(PROBLEMA DA RISOLVERE):
Disponi tutte le voci che seguono in un elenco numerato, tralasciando le righe vuote.

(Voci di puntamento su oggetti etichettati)
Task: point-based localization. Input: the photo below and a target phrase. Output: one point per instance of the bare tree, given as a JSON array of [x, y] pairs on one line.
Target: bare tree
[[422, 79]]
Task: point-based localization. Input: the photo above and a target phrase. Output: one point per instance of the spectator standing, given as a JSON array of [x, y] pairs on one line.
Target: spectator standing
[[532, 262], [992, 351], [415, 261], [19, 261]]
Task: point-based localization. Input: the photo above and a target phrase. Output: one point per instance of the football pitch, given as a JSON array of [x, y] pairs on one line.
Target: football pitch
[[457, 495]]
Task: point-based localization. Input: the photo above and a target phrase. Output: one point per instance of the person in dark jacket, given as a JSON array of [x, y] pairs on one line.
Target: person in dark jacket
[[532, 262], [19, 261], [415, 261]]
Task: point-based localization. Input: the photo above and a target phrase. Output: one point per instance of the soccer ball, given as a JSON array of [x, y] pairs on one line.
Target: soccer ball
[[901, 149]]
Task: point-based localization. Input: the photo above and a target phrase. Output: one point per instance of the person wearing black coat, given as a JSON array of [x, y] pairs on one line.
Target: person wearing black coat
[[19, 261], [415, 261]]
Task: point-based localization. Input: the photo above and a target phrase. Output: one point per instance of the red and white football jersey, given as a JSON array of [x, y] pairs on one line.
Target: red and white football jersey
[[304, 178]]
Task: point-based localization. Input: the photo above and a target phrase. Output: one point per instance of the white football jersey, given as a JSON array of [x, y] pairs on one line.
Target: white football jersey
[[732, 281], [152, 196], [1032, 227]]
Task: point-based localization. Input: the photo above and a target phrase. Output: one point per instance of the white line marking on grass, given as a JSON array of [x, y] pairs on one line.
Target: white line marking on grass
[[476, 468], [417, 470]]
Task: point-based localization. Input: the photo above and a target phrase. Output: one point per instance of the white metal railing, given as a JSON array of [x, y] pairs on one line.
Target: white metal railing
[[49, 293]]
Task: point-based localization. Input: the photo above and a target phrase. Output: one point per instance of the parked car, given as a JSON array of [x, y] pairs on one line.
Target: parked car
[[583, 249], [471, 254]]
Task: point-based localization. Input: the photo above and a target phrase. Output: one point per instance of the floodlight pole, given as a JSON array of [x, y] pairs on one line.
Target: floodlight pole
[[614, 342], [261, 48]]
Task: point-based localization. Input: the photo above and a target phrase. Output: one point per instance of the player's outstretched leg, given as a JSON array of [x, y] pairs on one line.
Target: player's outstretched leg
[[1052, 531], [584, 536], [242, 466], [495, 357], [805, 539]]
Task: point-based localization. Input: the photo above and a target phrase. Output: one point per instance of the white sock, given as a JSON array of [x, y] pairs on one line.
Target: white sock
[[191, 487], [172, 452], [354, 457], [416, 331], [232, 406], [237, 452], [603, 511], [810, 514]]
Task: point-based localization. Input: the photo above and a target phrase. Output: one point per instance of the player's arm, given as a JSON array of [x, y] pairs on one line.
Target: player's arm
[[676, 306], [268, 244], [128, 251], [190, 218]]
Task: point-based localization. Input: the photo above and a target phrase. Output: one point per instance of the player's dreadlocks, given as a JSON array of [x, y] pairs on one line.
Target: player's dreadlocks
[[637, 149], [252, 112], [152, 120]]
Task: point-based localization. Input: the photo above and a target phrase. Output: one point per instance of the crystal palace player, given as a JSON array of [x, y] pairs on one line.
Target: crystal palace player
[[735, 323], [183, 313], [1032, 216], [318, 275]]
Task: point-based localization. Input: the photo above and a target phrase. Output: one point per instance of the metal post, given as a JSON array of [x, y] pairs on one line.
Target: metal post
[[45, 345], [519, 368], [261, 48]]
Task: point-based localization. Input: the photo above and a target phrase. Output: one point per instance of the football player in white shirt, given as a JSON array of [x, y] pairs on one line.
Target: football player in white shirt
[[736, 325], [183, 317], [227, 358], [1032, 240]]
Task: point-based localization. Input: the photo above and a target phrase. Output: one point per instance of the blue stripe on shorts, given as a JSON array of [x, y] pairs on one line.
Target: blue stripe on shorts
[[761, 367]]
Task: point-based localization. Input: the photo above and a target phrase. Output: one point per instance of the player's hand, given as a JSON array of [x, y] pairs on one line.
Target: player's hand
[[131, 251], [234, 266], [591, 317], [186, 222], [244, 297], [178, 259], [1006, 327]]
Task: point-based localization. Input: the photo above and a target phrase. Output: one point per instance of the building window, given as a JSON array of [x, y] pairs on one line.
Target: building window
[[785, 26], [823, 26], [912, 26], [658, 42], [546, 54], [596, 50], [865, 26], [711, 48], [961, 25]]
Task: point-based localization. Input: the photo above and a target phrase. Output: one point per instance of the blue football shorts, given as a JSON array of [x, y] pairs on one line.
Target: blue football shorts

(RISULTATO):
1. Task: point-based localization. Input: the photo below and a target phrase. Output: one point per instance of the bare tree, given as a JSON array of [x, y] pairs on one line.
2. Target: bare tree
3. [[422, 79]]
4. Task: point-based localization. Input: the photo above and a target phrase. Output: one point per instance of the spectator standing, given as a JSON array of [x, y] pairs on one line.
5. Target: spectator standing
6. [[532, 262], [992, 351], [415, 261], [19, 261]]
7. Task: point-based localization. Input: the photo above and a target phrase. Output: one point per instance of the football pitch, given as a JSON array of [x, y] pairs on one line.
8. Target: football pitch
9. [[457, 495]]
10. Task: point-based localization. Input: the photo above and a target phrase. Output: one point per instance of the person in dark jacket, given as a JSON array of [x, y] pairs on one line.
11. Target: person in dark jacket
12. [[532, 262], [19, 261], [415, 261]]
13. Task: point-based localization. Input: the photo above and a target phrase. Output: one point per instance of the soccer ball, given as a JSON array of [x, y] pairs on one line.
14. Target: soccer ball
15. [[901, 149]]
16. Task: point-based localization. Input: the photo above and a target phrase. Output: one point per instance of the person wearing black coat, given as a JSON array of [x, y] pairs on one line.
17. Target: person wearing black coat
18. [[19, 261], [415, 261]]
19. Task: point-based localization. Input: the photo above and a target phrase. Output: one point per instance of the red and white football jersey, given as a JSON array of [x, y] pairs on one line.
20. Target: red and white football jersey
21. [[304, 178]]
22. Task: point-based localization. Input: the photo above and a target phrase. Output: one point per instance of the white football jersey, given as a JSON array of [x, y] pairs on one line.
23. Target: white football jersey
24. [[732, 281], [152, 196], [1032, 227]]
25. Task: point-based localization. Input: the photo above and a target phrase. Output: one point per instance of the white line marking on grass, given as a JSON array of [x, y] pairs on one line.
26. Target: white line marking on grass
27. [[476, 468], [417, 470]]
28. Task: point-based localization. Input: the photo above and a target phrase. Output: one point per instance of the white metal railing, given as a JSON array of [x, y] pairs on one line.
29. Target: white metal railing
30. [[49, 293]]
31. Task: point-based localization. Input: the photo above and a target phrase. Output: one point per instance of the parked car, given as a JSON array of [x, y] pairs on one line.
32. Target: parked car
33. [[583, 249], [471, 254]]
34. Task: point-based localization. Input: the photo above and a target phrase. Output: one point per instance of the floodlight pole, given as a JSON array of [x, y] pairs on one line.
35. Target: floodlight pole
36. [[614, 342], [261, 48]]
37. Task: point-based localization. Input: the photo above and a target phrase. Output: one point per instance of the player's outstretched leg, given as a JSON array of [x, y] pairs on one line.
38. Target: player's outstretched leg
39. [[1052, 531], [584, 536], [242, 466], [495, 357], [805, 539]]
40. Task: point-based localization. Input: the photo above and a target phrase. Output: one point per instance of the white sock, given as a JSON array of [x, y] pairs on one line.
41. Target: white sock
42. [[191, 487], [172, 452], [354, 457], [416, 331], [232, 406], [237, 452], [603, 511], [810, 514]]
43. Task: point-based localization. Input: the photo above and a target phrase. Output: one point per instance of the player's arm, given as a JSON array of [x, y] pairs on one line.
44. Target: player's arm
45. [[676, 306], [268, 244], [128, 251], [190, 218]]
46. Task: point-based localization. Input: the photo above and a target phrase. Output: one point per instance of the player's dreadlocks, given as a JSON array of [x, y] pairs on one line.
47. Target: player's dreadlocks
48. [[637, 149], [252, 112], [152, 120]]
49. Task: point-based localization. Input: the photo above and a target phrase. Output: one point per instance of the crystal palace player, given as a JSON array of [x, y] pairs on one line.
50. Target: crystal palace player
51. [[735, 323], [183, 313], [1032, 216], [318, 275]]
52. Task: point-based localization. Input: the photo above and a target phrase. Output: one point per instance of the metal post, given as a JSON array of [x, y] pairs on one line.
53. Target: metal post
54. [[45, 345], [519, 368], [261, 48]]
55. Task: point-based localization. Input: the photo above and a target phrase. Output: one point per instance of the football player in white shirt, given as a JSON array of [x, y] pairs on one line.
56. Target: football player in white shirt
57. [[736, 325], [183, 317], [227, 358], [1032, 240]]
58. Task: point-based localization. Input: the photo above and a target phrase. Output: one point per instance of the blue stripe on shorts, given as a JSON array of [x, y] pairs on one line.
59. Target: blue stripe on shorts
60. [[761, 367]]
61. Task: point-based localization. Input: the photo above and a target phrase. Output: one point per instance of the player's hand, given as a JSON array of [x, y] pairs on one line.
62. Target: player's hand
63. [[131, 251], [234, 266], [591, 317], [186, 222], [244, 297], [178, 259], [1006, 327]]
64. Task: point-based localization. Input: the photo above and a target phrase. Output: one point per instance of the building window, given as a JSON array of [x, y] pairs on one line.
65. Target: building window
66. [[785, 26], [823, 26], [912, 26], [658, 42], [546, 54], [596, 50], [865, 26], [711, 48], [961, 25]]
67. Task: point-based localization. Input: the photo above and a target phrase. Output: one point per instance of the blue football shorts, given as a JSON array of [x, y] pairs on one line.
68. Target: blue football shorts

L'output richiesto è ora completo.